┌─ Document
How to Maximize Your Robot Uptime
Posted on Jun 15, 2015 2:56 PM. 3 min read time
When we want to integrate a robot into a process it is often because we want to enhance productivity. To actually enhance productivity, you need to make sure your robot is doing things right. In fact, optimizing a robot path, program or process is all about the different motions and wait periods in the program. To make sure your robot is running nice and smooth and that all its motions are meaningful, take a look at some different ways you can organize your robot.
Just telling someone to optimize the robot path is pretty lame advice. So I will try to explain what I mean by this. What you should do is start with a safe path that avoids all collisions or singularities. After a couple of cycles, you will probably start to notice inefficiencies that you have included in your programming. By doing a second iteration, you may find that you can increase your speed and gamble a little bit more on the motions you have programmed. To work on these types of optimization parameters you should use a simulation tool. By doing so, you can avoid potential crashes and singularities
Notice that even if a path seems to be optimal, you have to consider your space limitations and the device limitations. In fact, if you have wiring on the robot or a certain grip force on your tool, you cannot do whatever you want in terms of acceleration or path. If you are in a debugging mode and you are not carrying any parts, consider that someday, the robot will carry a part. Think about the space it will take. In other words, try to make your simulation as realistic as possible.
└─
┌─ Supplied material
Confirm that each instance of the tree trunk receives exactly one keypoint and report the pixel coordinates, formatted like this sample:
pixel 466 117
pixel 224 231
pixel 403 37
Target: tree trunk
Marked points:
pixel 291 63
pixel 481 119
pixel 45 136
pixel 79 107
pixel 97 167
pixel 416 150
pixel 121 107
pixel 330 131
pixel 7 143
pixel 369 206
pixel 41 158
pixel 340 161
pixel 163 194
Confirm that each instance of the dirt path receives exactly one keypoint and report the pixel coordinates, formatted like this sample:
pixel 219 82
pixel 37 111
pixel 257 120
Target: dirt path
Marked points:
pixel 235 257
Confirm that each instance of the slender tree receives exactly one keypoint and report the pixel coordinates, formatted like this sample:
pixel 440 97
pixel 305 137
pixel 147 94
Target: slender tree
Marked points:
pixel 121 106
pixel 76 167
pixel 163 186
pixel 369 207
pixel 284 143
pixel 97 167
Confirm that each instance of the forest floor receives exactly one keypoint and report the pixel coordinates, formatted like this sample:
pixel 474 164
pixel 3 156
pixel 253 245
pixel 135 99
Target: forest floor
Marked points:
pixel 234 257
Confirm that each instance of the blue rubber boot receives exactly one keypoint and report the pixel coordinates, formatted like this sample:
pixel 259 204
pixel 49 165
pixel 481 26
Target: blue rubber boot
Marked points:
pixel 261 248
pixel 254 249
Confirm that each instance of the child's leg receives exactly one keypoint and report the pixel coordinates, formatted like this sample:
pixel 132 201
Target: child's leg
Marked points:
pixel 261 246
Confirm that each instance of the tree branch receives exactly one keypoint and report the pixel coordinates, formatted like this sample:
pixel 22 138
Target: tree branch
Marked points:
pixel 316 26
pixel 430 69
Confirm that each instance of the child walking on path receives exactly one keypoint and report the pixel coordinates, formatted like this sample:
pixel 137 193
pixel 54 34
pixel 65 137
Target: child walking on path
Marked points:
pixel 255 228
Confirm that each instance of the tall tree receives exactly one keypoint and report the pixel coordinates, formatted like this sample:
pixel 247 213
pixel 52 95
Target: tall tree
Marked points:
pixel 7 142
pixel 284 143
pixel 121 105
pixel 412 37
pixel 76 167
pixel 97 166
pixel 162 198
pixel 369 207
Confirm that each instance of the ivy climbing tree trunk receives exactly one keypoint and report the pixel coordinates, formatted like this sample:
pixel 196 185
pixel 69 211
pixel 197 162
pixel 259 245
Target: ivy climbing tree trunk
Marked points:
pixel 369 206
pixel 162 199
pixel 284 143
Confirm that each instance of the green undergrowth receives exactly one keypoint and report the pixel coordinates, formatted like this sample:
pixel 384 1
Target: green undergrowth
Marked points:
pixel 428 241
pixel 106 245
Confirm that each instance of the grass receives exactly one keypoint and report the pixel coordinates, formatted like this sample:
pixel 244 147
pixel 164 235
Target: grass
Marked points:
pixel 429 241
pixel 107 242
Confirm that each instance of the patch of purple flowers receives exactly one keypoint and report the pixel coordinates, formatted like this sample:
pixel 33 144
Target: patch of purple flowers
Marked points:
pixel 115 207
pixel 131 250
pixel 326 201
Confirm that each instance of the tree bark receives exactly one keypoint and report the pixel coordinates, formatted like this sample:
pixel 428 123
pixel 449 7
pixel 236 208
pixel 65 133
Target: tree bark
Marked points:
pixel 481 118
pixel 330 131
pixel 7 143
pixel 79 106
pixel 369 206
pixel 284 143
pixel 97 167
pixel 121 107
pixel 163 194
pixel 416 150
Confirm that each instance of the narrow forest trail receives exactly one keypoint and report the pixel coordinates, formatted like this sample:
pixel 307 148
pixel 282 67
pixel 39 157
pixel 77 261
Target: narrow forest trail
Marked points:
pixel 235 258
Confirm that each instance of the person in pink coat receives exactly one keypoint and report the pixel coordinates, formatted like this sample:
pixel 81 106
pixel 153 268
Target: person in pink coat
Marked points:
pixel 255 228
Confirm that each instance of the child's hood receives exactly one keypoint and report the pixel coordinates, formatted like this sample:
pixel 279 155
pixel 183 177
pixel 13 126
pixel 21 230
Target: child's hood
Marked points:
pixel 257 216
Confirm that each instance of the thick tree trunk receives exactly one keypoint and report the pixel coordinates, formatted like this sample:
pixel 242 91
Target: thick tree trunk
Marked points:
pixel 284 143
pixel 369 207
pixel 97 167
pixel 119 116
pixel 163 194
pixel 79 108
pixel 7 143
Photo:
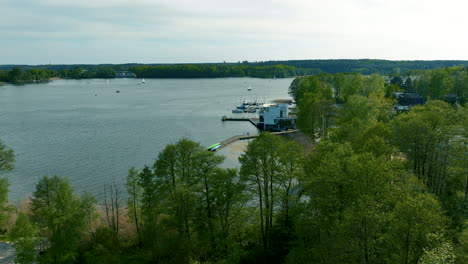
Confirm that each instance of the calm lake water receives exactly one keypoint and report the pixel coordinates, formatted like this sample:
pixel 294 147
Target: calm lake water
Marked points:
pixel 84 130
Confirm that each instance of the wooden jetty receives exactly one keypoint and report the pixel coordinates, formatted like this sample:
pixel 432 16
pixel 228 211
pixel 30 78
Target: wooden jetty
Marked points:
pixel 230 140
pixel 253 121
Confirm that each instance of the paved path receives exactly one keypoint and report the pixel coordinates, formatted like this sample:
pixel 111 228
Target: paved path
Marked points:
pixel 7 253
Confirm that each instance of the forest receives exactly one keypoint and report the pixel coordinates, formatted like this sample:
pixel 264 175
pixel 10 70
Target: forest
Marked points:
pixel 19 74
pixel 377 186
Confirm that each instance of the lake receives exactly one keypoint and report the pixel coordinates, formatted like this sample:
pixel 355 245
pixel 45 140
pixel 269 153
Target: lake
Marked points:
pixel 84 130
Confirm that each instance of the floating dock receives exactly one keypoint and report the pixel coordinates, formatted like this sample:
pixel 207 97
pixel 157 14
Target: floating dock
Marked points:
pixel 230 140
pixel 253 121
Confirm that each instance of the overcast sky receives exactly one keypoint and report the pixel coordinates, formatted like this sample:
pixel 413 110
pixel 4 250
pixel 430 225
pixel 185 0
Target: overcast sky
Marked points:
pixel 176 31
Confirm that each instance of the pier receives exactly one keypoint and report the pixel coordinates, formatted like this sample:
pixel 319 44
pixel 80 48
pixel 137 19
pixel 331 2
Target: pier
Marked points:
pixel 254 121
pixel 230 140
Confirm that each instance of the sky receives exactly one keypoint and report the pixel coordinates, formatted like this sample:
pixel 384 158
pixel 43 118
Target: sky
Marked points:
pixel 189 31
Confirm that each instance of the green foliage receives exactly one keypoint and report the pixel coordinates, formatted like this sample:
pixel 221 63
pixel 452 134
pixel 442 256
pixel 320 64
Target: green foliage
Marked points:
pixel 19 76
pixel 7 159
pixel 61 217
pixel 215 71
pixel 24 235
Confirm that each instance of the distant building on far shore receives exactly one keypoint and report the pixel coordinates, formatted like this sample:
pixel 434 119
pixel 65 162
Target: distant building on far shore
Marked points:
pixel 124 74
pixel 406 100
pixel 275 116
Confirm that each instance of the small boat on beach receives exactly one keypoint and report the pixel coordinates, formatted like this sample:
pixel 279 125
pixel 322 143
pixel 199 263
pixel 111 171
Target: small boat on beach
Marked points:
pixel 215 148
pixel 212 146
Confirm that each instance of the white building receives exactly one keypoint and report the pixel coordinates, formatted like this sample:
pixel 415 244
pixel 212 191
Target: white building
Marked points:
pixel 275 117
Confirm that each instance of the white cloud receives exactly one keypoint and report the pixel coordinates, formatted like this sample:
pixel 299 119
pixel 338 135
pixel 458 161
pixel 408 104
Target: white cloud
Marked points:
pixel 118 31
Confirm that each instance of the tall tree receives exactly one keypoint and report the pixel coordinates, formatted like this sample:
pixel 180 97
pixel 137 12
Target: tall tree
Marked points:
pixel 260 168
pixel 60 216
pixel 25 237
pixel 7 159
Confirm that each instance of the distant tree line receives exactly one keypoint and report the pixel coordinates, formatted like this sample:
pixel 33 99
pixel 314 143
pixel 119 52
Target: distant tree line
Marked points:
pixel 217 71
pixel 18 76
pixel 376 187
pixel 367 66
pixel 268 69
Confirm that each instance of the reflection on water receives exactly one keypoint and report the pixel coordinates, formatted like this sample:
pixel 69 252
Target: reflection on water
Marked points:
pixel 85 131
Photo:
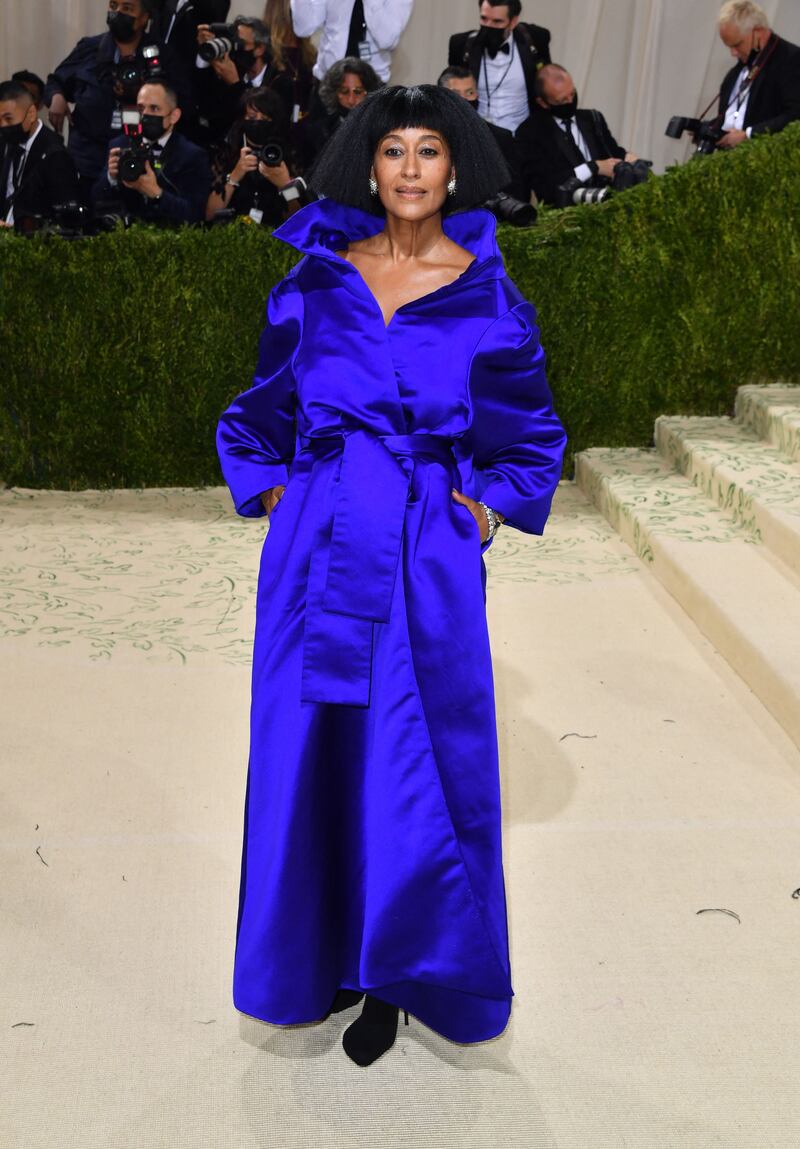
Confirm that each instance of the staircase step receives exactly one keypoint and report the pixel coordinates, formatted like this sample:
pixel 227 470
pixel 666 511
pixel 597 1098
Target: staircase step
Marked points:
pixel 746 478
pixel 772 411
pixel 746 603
└─
┌─ Supplied material
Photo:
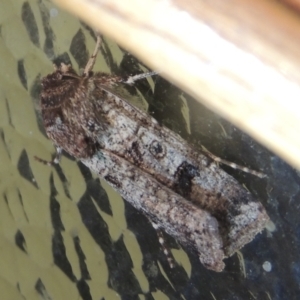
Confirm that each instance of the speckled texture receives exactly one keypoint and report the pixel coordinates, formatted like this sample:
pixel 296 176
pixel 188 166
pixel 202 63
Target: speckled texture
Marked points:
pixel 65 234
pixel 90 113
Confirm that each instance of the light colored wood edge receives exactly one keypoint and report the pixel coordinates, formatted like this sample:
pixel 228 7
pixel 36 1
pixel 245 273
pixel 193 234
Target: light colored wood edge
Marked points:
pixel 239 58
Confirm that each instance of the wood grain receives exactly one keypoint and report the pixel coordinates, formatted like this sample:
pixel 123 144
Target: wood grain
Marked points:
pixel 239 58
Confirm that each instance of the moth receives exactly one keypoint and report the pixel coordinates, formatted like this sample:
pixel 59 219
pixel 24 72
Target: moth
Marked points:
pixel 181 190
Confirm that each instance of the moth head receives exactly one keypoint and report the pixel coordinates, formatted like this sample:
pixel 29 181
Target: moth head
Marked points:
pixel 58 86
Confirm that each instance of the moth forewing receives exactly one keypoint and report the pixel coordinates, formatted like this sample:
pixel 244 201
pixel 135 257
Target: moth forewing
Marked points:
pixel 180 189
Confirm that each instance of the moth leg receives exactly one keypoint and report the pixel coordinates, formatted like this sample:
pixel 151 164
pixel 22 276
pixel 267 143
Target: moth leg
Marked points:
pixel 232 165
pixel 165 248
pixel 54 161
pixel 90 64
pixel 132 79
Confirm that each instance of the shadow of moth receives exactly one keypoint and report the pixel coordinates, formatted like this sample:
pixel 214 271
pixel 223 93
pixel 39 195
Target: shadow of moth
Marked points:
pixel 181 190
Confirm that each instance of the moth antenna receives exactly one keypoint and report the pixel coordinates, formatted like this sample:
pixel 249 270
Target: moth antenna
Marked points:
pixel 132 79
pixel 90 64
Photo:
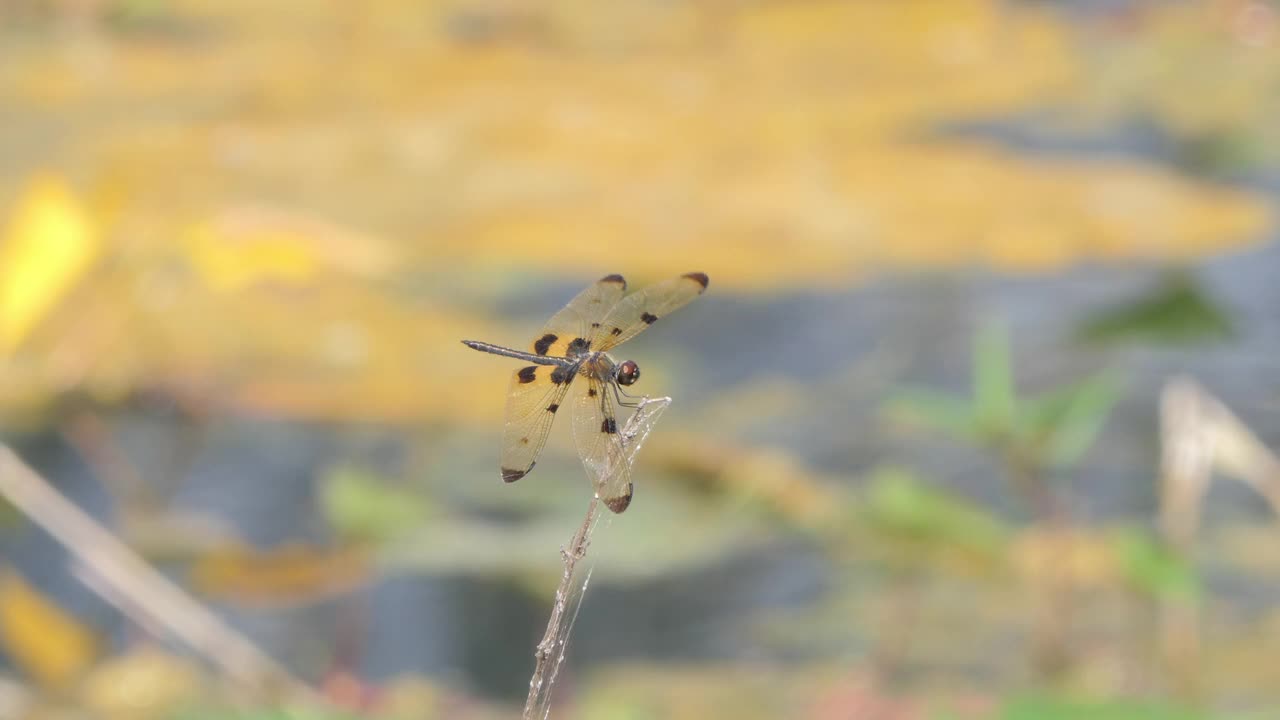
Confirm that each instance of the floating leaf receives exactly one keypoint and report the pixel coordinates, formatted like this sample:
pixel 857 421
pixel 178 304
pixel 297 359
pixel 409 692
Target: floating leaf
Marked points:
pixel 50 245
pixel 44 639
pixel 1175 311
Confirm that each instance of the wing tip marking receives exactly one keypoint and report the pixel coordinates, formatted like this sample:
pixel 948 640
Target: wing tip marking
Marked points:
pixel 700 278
└─
What you need to do:
1 > Name every problem that the article on robot uptime says a robot path or a simulation should help you avoid.
2 > Continue the article on robot uptime, starting after its last sentence.

Exercise results:
1 > Collisions, singularities, and crashes.

2 >
The other aspect of optimizing robot uptime is to reduce robot downtime (clever, isn't it!). So what you really want is to reduce the time the robot will be waiting during a process. If the program includes a calculation of any kind and the robot has to stop, make sure to reduce this calculation time. Any type of vision, force sensing or other external device calculation should have an optimal reading rate to make sure the calculations are smoothly done.
What can also be done is to pre-position the robot while it is waiting for the next step. So for example, instead of bringing the robot to a neutral position, while it is waiting for the machine to stop, you could bring the robot as close to the machine as possible. Then you will be in position when the machine finishes and you will have minimal travel time before grabbing the part such as shown in the picture above.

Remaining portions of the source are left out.